***** DATASET *****

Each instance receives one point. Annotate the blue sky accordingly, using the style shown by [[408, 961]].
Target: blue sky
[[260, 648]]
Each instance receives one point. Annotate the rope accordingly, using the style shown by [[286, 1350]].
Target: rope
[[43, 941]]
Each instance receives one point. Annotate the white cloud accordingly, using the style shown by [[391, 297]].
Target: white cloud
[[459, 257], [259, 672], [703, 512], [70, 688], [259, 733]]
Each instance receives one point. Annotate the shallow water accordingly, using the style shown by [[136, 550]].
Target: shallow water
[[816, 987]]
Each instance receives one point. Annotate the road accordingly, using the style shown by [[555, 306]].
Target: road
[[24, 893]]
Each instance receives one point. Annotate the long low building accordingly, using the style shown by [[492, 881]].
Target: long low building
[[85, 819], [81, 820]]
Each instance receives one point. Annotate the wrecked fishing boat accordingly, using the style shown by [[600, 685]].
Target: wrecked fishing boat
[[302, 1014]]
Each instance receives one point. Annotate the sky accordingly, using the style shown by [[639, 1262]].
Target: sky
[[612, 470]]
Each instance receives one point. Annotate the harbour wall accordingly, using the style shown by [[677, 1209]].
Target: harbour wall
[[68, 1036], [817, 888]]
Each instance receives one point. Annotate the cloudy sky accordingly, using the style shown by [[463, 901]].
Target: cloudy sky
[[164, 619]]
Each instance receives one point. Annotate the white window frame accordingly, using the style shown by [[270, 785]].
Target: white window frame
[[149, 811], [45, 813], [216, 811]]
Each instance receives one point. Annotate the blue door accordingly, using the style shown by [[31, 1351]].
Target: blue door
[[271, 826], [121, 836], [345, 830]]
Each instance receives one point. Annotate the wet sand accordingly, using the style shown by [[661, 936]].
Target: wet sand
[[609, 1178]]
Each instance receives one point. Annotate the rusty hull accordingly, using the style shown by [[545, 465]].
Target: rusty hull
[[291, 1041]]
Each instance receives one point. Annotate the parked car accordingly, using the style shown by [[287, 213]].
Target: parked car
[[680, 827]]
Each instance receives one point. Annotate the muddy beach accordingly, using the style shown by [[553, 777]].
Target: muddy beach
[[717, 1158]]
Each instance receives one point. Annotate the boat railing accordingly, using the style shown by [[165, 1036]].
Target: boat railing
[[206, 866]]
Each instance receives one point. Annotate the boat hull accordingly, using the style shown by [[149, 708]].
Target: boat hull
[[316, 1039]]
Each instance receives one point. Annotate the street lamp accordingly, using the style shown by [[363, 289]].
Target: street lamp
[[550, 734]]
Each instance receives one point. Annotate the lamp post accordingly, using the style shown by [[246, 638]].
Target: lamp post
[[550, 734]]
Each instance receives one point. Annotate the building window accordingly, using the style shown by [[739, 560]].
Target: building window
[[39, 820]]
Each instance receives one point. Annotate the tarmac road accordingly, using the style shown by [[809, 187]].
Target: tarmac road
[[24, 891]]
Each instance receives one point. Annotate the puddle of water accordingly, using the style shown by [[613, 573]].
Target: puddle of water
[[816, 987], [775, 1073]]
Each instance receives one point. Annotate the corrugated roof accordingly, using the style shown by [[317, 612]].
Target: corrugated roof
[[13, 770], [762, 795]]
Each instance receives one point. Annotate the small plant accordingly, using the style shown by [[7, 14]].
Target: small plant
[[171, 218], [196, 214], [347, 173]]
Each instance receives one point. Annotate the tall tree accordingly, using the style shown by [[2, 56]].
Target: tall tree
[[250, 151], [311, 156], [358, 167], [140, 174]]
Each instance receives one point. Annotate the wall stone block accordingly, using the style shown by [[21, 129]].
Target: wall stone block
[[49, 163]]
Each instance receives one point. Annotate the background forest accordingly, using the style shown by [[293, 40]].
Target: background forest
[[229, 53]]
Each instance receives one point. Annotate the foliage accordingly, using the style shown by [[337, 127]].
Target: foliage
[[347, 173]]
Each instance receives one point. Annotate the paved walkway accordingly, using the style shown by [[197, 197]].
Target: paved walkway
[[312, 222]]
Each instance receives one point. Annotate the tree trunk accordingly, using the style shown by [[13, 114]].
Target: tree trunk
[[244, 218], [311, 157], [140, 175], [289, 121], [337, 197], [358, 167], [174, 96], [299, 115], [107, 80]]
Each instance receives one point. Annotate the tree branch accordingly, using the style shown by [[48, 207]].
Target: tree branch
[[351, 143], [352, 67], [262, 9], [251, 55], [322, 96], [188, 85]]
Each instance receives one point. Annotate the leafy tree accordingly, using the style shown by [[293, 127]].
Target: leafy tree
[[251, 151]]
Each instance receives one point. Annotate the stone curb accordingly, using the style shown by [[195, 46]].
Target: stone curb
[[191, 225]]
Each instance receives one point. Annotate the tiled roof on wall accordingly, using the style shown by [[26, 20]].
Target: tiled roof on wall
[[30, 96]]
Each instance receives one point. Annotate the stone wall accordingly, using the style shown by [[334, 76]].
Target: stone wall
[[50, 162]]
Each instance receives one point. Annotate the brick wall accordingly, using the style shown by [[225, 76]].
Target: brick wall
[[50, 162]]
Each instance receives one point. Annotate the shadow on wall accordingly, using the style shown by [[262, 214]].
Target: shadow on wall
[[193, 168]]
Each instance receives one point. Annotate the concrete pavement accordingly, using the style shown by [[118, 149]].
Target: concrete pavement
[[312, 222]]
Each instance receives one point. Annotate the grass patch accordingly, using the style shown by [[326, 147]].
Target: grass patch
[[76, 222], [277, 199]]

*****

Rewrite the records starting with the line containing "Each instance receives one point. Annotate the white cloud" and going on through the line containing "[[85, 819], [81, 820]]", changing "shallow water" to "calm water" and leaving everything else as it is.

Each instance receives one point. Annotate the white cloud accordingly, using the style shown by [[391, 297]].
Target: white cloud
[[459, 257], [259, 672], [703, 512], [70, 688], [259, 733]]
Each instance receives one point. Annotate the calm water accordingly, using the style shown by [[136, 550]].
Target: calm water
[[816, 987]]
Each instance receives one point. Annotate the road accordingly, using the style shown by [[555, 306]].
Target: road
[[24, 893]]
Each instance receives one point. Annotate the long low building accordingly, using the style shown by [[492, 881]].
Target: long low building
[[85, 819], [81, 820]]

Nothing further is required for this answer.